**What is needed:**
Could you copy each of the items below word for word, leaving the pictures out?

**The data:**
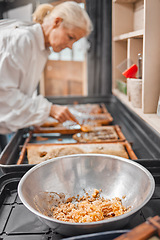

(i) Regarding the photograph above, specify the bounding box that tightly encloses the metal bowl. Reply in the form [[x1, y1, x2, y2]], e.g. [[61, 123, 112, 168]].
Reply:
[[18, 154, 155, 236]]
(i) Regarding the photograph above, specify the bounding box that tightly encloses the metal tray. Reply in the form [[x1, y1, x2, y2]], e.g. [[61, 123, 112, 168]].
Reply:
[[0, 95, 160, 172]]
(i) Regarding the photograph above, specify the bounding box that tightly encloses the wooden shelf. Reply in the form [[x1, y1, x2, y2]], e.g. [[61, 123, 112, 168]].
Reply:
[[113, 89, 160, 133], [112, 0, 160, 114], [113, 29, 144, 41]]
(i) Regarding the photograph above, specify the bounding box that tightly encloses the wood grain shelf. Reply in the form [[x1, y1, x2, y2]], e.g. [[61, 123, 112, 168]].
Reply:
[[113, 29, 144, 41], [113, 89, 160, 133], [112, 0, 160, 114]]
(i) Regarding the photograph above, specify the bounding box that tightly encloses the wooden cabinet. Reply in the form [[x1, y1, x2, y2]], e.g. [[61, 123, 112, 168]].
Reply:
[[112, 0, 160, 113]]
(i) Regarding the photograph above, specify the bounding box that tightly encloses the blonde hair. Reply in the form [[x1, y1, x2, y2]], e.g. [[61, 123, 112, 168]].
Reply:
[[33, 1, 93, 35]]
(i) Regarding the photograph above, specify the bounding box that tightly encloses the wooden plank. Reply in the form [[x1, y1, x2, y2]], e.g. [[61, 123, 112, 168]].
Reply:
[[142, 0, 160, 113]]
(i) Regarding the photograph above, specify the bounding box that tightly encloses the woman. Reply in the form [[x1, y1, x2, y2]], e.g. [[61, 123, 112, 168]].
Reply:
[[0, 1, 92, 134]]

**Final result:**
(i) Regarding the photograph above, specify the bounding box that tightly encloses the metal bowl. Reply in the form [[x1, y1, x2, y2]], e.g. [[61, 123, 112, 168]].
Reply:
[[18, 154, 155, 236]]
(i) Regarding the photograph above, specify the bounding box that tightly encloses the metal tray. Reply in the form [[x1, y1, x2, y2]], e.g. [[61, 123, 112, 168]].
Reply:
[[0, 95, 160, 172]]
(i) Regarding the photograph above, specify the bounding box that tightly encloses the wooden shelf. Reply in the form [[x1, y1, x2, y2]], e.g. [[61, 123, 112, 168]].
Reply:
[[113, 89, 160, 133], [112, 0, 160, 114], [113, 29, 144, 41]]
(i) Regarding the photograph above, specify the bounding box that tightly encloses the wood grain shelf. Reply in the form [[x1, y1, x2, y2]], e.g. [[61, 123, 112, 168]].
Reply:
[[113, 29, 144, 41], [113, 89, 160, 133], [112, 0, 160, 114]]
(i) Regarding the photograph above, specify the bounding box that tightly encloses the wooden cabinet. Reply in the form [[x1, y1, x2, y2]], e.g. [[61, 123, 112, 168]].
Reply:
[[112, 0, 160, 113]]
(i) Regarding the photograph above, specify the bounding box that tightly encloses the blonde hair. Reply in the form [[x1, y1, x2, y2]], e.g. [[61, 123, 112, 168]].
Reply:
[[33, 1, 93, 35]]
(i) Regarding the photograph above, specify the bounding box that tightly encloses the wooden plank. Reply in the form [[x1, y1, x2, y2]], e.g. [[61, 123, 112, 168]].
Reply:
[[142, 0, 160, 113]]
(i) Regarding the photograph above, specify the bounding box that tightly encloses the woman. Reply in the form [[x1, y1, x2, y2]], e.g. [[61, 123, 112, 168]].
Reply:
[[0, 1, 92, 134]]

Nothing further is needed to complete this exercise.